The request:
Update the listing from the line containing "of the hardwood" through the line containing "x=286, y=53". Replace "locator" with "labeler", change nothing else, and give only those lines.

Given records:
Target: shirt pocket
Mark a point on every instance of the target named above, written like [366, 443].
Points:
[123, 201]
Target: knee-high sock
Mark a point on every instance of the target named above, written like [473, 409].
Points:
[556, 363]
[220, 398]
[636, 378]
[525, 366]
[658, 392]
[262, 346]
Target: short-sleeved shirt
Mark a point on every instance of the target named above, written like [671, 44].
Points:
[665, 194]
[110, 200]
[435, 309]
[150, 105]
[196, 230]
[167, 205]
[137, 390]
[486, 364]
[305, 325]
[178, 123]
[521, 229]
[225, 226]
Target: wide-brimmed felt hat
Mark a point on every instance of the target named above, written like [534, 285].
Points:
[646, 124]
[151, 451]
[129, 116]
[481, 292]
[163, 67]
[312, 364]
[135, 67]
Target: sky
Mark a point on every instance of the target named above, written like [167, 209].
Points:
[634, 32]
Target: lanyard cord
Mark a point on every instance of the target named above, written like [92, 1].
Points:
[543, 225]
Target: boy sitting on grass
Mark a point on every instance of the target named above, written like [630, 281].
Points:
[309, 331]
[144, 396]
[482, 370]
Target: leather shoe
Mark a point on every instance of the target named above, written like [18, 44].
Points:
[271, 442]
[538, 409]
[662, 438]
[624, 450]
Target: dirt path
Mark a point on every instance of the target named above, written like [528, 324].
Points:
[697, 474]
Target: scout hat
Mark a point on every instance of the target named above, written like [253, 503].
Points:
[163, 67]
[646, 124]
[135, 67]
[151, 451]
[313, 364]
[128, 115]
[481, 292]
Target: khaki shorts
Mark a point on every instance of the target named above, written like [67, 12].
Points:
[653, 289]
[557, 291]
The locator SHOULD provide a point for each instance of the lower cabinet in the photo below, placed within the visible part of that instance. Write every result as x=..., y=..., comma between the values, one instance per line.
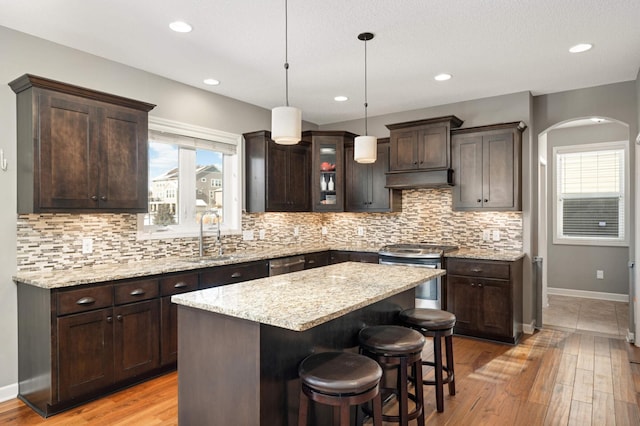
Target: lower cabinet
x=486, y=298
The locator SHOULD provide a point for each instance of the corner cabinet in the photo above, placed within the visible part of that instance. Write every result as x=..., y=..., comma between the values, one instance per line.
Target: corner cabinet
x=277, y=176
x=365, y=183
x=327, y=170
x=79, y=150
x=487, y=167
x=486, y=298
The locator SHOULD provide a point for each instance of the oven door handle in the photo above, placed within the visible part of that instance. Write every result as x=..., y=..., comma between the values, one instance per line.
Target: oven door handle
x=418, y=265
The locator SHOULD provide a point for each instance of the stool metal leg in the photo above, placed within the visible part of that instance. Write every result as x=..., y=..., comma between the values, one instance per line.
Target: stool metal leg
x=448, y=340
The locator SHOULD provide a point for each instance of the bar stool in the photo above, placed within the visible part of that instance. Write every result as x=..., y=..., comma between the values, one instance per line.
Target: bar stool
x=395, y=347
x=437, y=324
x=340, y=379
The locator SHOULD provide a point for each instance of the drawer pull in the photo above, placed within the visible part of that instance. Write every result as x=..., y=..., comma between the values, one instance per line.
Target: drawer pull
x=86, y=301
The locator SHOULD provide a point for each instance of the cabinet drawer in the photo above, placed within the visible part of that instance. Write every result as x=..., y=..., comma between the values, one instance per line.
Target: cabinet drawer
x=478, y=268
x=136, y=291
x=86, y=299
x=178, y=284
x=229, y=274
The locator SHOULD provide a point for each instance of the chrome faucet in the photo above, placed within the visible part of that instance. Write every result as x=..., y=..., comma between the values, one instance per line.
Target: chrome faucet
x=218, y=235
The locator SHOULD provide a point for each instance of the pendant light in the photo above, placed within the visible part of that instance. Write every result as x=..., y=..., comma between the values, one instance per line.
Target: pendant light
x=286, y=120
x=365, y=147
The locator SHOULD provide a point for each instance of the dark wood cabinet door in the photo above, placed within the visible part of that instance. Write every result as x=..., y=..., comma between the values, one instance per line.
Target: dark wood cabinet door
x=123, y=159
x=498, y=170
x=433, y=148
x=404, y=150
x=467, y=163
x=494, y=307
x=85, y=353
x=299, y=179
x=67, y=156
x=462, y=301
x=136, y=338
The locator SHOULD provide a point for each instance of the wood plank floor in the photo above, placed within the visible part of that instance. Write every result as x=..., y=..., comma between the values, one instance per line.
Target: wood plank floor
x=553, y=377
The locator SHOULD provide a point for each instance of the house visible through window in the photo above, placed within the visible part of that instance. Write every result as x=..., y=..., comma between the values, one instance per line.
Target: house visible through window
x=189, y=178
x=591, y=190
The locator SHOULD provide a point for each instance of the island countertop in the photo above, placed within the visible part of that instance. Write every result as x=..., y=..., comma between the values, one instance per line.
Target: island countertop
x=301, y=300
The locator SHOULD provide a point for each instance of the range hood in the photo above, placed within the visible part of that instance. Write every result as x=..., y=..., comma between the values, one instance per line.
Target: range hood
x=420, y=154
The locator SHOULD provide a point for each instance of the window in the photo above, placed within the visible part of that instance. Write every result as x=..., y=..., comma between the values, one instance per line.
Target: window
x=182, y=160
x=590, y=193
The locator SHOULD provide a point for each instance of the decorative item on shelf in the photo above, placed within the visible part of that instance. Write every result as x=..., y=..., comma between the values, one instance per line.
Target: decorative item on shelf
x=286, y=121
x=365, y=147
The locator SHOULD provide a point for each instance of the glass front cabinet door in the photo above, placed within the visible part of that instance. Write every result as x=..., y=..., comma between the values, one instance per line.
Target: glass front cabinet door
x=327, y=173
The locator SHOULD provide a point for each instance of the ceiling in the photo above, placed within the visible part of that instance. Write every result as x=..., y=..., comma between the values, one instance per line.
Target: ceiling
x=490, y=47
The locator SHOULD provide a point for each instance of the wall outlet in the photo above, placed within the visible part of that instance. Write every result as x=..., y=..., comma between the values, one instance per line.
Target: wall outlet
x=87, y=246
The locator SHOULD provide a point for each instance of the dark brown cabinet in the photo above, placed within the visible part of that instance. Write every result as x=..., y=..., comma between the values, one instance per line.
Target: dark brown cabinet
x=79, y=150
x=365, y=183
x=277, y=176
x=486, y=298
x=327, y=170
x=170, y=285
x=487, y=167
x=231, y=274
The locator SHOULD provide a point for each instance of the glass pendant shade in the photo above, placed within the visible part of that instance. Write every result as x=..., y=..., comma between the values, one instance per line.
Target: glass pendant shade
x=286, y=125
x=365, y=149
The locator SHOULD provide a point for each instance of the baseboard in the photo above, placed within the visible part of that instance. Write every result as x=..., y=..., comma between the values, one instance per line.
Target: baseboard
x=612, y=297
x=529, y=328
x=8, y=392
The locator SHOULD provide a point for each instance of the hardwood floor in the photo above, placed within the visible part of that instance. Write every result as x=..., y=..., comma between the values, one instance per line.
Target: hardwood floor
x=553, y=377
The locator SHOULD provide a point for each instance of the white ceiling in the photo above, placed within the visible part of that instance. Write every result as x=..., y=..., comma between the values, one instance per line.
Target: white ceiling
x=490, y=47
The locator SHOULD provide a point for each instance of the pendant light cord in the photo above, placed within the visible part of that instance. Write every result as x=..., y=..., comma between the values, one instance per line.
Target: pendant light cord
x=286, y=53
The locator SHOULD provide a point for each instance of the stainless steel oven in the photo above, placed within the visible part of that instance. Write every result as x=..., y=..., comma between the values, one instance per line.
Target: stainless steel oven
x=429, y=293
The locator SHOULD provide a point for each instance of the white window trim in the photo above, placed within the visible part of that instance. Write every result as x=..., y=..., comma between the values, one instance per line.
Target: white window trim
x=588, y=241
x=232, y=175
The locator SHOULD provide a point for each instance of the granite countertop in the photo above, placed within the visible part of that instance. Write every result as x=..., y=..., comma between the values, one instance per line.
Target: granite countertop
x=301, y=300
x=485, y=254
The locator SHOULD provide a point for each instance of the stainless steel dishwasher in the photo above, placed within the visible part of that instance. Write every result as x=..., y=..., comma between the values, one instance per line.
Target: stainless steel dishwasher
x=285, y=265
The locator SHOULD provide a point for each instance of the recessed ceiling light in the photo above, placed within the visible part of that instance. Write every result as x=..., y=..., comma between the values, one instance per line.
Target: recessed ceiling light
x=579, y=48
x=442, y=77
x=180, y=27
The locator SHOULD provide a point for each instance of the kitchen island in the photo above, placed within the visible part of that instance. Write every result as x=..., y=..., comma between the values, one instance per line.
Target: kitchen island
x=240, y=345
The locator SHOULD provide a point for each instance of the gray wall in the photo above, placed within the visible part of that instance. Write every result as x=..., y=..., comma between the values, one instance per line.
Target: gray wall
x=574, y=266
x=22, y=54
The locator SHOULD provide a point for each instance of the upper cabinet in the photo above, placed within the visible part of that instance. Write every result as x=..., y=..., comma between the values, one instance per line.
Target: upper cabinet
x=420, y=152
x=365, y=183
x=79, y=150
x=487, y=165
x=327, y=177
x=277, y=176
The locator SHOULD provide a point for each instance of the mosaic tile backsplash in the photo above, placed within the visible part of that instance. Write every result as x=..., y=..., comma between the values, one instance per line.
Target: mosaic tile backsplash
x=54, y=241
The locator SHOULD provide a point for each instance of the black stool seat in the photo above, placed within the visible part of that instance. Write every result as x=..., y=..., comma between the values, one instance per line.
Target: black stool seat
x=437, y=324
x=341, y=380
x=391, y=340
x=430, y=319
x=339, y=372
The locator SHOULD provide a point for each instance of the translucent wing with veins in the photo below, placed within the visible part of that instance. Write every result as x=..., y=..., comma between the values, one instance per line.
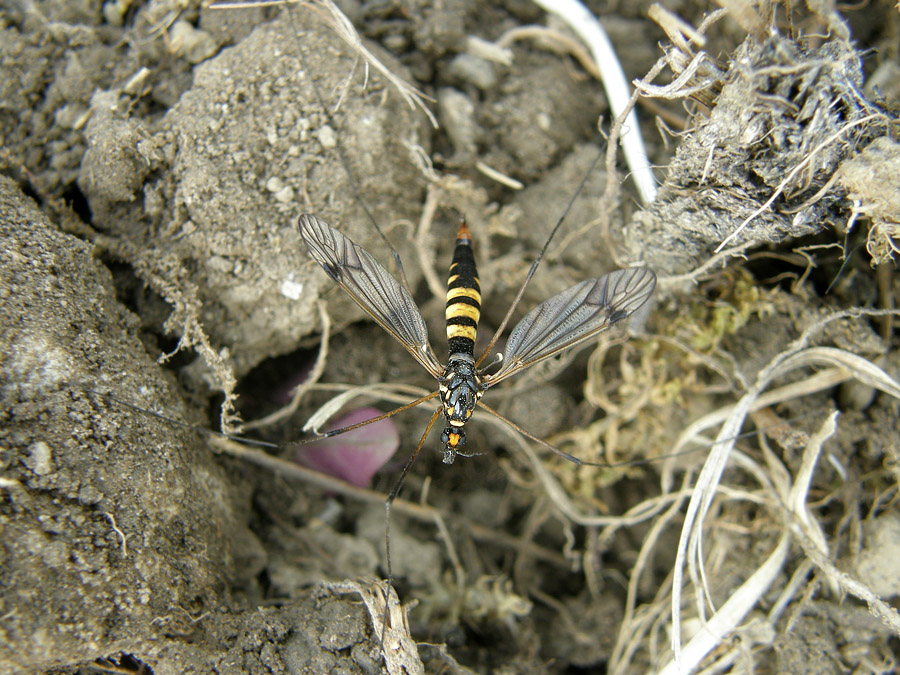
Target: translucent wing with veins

Completed exercise:
The labeler SHOULD provide a point for each instance of the hardwood floor in the photo above, placed within the visible part of that instance. Write every result as x=..., y=..., comma between the values, one instance per line.
Target: hardwood floor
x=553, y=377
The labeler SHOULD provide a point for each instance of the white ceiling in the photo above, placed within the visible part of that instance. Write every result as x=..., y=..., comma between the values, one instance per line.
Target: white ceiling
x=490, y=47
The labeler SHOULD provide a point for each instance of the pendant light cord in the photo above, placed within the visible part of that instance. Write every result as x=..., y=..., comma between the values, one instance per line.
Target: pendant light cord
x=286, y=53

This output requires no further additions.